◆ **TASKS TO COMPLETE**
1/ According to the administrative scoping extract, which IPv4 address corresponds to the relative assignment "1" in the Local Scope?
2/ In the table of the administrative scoping extract, list every IPv6 SCOP value whose description names a scope, and give each value with its description. Leave out the values marked reserved or unassigned.
3/ Retype the passage of the administrative scoping extract from "SAP [SAP]. The" up to and including "address allocation protocol).".

◆ **EXTRACT TO READ**
# # # # #

For this reason, it is recommended that administrative scopes that

intersect topologically should not intersect in address range.

Finally, note that any scope boundary is a boundary for the Local

Scope. This implies that packets sent to groups covered by

239.255.0.0/16 must not be forwarded across any link for which a

scoped boundary is defined.

8. Partitioning of the Administratively Scoped Multicast Space

The following table outlines the partitioning of the IPv4 multicast

space, and gives the mapping from IPv4 multicast prefixes to IPv6

SCOP values:

IPv6 SCOP RFC1884 Description IPv4 Prefix

===============================================================

0 reserved

1 node-local scope

2 link-local scope 224.0.0.0/24

3 (unassigned) 239.255.0.0/16

4 (unassigned)

5 site-local scope

6 (unassigned)

7 (unassigned)

8 organization-local scope 239.192.0.0/14

A (unassigned)

B (unassigned)

C (unassigned)

D (unassigned)

E global scope 224.0.1.0-238.255.255.255

F reserved

(unassigned) 239.0.0.0/10

(unassigned) 239.64.0.0/10

(unassigned) 239.128.0.0/10

9. Structure and Use of a Scoped Region

The high order /24 in every scoped region is reserved for relative

assignments. A relative assignment is an integer offset from highest

address in the scope and represents a 32-bit address (for IPv4). For

example, in the Local Scope defined above, 239.255.255.0/24 is

reserved for relative allocations. The de-facto relative assignment

"0", (i.e., 239.255.255.255 in the Local Scope) currently exists for

SAP [SAP]. The next relative assignment, "1", corresponds to the

address 239.255.255.254 in the Local Scope. The rest of a scoped

region below the reserved /24 is available for dynamic assignment

(presumably by an address allocation protocol).

In is important to note that a scope discovery protocol [MZAP] will

have to be developed to make practical use of scopes other than the

Local Scope. In addition, since any use of any administratively

scoped region, including the Local Scope, requires dynamically

assigned addressing, an Address Allocation Protocol (AAP) will need

to be developed to make administrative scoping generally useful.

# # # # #

◆ **STORED ROWS**
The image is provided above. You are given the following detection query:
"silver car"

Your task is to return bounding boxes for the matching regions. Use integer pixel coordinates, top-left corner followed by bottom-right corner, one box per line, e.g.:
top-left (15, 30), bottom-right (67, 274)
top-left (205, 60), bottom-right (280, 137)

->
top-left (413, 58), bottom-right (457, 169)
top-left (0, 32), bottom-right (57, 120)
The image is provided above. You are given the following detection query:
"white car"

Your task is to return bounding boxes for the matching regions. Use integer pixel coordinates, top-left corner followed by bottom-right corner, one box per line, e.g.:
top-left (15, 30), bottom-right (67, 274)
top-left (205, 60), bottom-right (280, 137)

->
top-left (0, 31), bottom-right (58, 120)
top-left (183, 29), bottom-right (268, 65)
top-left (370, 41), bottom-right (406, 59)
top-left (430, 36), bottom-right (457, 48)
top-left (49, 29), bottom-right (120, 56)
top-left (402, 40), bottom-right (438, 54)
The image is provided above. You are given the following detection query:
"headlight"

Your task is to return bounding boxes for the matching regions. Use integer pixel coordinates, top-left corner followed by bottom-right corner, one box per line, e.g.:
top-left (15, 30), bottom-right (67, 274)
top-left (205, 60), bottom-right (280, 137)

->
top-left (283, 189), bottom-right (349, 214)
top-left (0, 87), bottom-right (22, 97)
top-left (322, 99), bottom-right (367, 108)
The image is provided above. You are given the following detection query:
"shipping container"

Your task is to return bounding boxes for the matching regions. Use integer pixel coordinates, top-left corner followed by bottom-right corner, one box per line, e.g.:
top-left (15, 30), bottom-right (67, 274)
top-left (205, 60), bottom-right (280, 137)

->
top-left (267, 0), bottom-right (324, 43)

# # # # #

◆ **ANSWERS FOR THE TASKS**
1/ 239.255.255.254

2/
1: node-local scope
2: link-local scope
5: site-local scope
8: organization-local scope
E: global scope

3/
SAP [SAP]. The next relative assignment, "1", corresponds to the

address 239.255.255.254 in the Local Scope. The rest of a scoped

region below the reserved /24 is available for dynamic assignment

(presumably by an address allocation protocol).